Overview
- Native name: 성평선(城坪線)
- Status: Closed
- Owner: Tomun Railway (1924–1929) Chosen Government Railway (1929–1934) South Manchuria Railway (1934–1940) Chosen Government Railway (1940–1945) Korean State Railway (since 1945)
- Locale: North Hamgyŏng
- Termini: Kangalli; Sŏngp'yŏng;
- Stations: 2

Service
- Type: Heavy rail, Freight rail Regional rail

History
- Opened: 1924
- Closed: ?

Technical
- Line length: 11.5 km (7.1 mi)
- Number of tracks: Single track
- Track gauge: 1,435 mm (4 ft 8+1⁄2 in) standard gauge

= Songpyong Line =

Railway line in North Korea

The Sŏngp'yŏng Line was a non-electrified 11.5 km long railway line of the Korean State Railway in North Korea, connecting Kangalli on the Hambuk Line with Sŏngp'yŏng.

==History==
The line was originally opened by the privately owned Tomun Railway as a branch of its Hoeryŏng−Tonggwanjin mainline, subsequently becoming part of the Chosen Government Railway after the nationalisation of the Tomun Railway in 1929. The line was dismantled sometime after the mid 1980s, but the exact date of closure is unknown.

→ DATASET EXTRACT
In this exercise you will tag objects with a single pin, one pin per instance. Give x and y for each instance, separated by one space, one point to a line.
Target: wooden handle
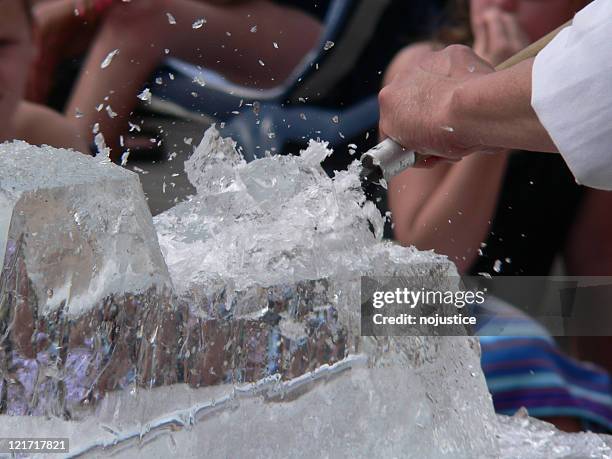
532 50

→ WRITTEN PROBLEM
Extend the article on the Sŏngp'yŏng Line by writing what comes after its last sentence. None of the data is needed here.

→ TASK OUTPUT
==Services==
Until the 1980s, coal was shipped from mines on this line to the Kim Chaek Iron & Steel Complex at Kimchaek and the Ch'ŏngjin Steel Works in Ch'ŏngjin, with the order of collection from each line arranged in the order of the total weight of the outbound cars.

== Route ==

A yellow background in the "Distance" box indicates that section of the line is not electrified.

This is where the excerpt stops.